Source extract:
--- start ---

Do you set (expand) the fitting by tightening the hex stud prior to joining with the other piece of wood or do you just tighten the screw?

Looks like tightening the screw would tug the hex stud as the screw tries to get to the bottom of the depression in the stud but that seems a pretty indirect and weak way to set the fitting’s wings.
 
Michael Kellough said:
[member=44099]Cheese[/member]  Thanks for the info. Don’t know much about these fittings yet.

Do you set (expand) the fitting by tightening the hex stud prior to joining with the other piece of wood or do you just tighten the screw?

Looks like tightening the screw would tug the hex stud as the screw tries to get to the bottom of the depression in the stud but that seems a pretty indirect and weak way to set the fitting’s wings.
You have to domino out the mortise, then drill.  After drilling you can set the fitting into the mortise.  I've found that you should make sure to give it an extra tap; otherwise it can pull out a bit proud the surface.  At that point, you can put the hex stud in that receives the set screw, and it pulls on the keystone-like anchor spreading the wings.  They are in very solidly at that point, and will not come out without damaging the surrounding wood.

I've found it a bit annoying that you can not safely remove the hex stud, because the keystone might get lost in the mortise and you'll not be able to put it back.  It would be much nicer if there was something in back that would retain it in an approximate position; so that you could assemble then knock things down without having the hardware sticking out.
 
[member=63643]cpw[/member]  “I've found it a bit annoying that you can not safely remove the hex stud, because the keystone might get lost in the mortise and you'll not be able to put it back.  It would be much nicer if there was something in back that would retain it in an approximate position; so that you could assemble then knock things down without having the hardware sticking out.”

Shove a scrap of polyurethane foam in the mortise first?
 
Michael Kellough said:
[member=63643]cpw[/member]  “I've found it a bit annoying that you can not safely remove the hex stud, because the keystone might get lost in the mortise and you'll not be able to put it back.  It would be much nicer if there was something in back that would retain it in an approximate position; so that you could assemble then knock things down without having the hardware sticking out.”

--- end ---

[Excerpts of pointing data]
--- start ---

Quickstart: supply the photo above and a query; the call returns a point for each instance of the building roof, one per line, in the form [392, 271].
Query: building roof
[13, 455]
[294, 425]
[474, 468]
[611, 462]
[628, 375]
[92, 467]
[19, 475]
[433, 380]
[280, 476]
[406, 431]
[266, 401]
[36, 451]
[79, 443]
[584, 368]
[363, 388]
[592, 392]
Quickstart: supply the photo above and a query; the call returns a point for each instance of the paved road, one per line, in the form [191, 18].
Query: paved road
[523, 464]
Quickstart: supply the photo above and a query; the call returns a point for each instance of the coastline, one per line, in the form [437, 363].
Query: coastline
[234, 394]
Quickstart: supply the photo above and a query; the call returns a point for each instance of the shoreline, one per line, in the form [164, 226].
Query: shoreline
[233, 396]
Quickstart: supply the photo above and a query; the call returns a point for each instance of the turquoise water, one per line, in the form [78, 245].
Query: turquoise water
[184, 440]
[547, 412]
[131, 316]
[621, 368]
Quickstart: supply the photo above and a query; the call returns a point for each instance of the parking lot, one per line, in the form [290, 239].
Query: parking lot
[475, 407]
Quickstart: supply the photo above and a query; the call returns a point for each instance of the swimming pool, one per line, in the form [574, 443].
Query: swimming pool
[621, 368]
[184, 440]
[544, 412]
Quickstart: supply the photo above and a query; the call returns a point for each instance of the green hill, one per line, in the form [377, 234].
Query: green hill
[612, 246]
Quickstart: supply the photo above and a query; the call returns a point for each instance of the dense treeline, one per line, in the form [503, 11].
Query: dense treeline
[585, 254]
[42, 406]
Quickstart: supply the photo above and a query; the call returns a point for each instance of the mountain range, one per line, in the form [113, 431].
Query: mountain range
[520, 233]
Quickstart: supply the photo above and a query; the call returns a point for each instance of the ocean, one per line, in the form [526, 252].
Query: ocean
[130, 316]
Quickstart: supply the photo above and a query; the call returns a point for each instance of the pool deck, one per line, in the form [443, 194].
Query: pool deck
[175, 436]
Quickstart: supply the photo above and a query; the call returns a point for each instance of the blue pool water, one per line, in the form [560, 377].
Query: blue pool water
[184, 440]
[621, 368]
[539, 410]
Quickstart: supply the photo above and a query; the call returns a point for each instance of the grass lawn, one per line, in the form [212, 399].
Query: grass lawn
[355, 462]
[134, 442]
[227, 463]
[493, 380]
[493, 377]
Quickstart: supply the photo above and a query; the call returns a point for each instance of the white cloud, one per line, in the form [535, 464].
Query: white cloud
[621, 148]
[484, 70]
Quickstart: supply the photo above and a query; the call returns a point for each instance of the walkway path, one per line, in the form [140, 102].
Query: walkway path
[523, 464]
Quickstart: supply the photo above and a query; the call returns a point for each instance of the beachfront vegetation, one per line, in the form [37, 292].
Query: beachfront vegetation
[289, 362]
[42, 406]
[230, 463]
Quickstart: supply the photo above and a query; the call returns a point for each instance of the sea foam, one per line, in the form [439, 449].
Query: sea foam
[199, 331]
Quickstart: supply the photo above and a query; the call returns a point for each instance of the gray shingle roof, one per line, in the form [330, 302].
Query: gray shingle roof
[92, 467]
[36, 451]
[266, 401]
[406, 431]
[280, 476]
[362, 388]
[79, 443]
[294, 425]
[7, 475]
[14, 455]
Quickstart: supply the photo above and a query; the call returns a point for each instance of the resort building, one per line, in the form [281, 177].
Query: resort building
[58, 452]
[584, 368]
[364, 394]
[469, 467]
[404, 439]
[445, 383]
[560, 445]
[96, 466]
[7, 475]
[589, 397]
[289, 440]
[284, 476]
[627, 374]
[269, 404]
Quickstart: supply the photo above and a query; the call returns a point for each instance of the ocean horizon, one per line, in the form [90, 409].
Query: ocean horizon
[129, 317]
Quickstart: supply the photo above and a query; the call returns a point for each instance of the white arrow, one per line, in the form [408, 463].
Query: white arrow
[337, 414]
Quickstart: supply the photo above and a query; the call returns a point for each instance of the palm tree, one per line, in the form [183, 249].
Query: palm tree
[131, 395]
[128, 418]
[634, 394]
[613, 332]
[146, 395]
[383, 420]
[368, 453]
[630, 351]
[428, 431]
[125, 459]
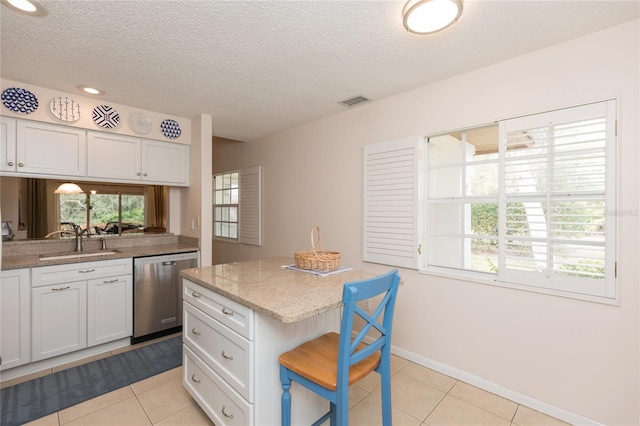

--- end ---

In the forum thread, what does one reply propose doing to keep the keystone from getting lost in the mortise? This data has no connection to the forum thread shown above.

Exercise response: Shoving a scrap of polyurethane foam into the mortise first.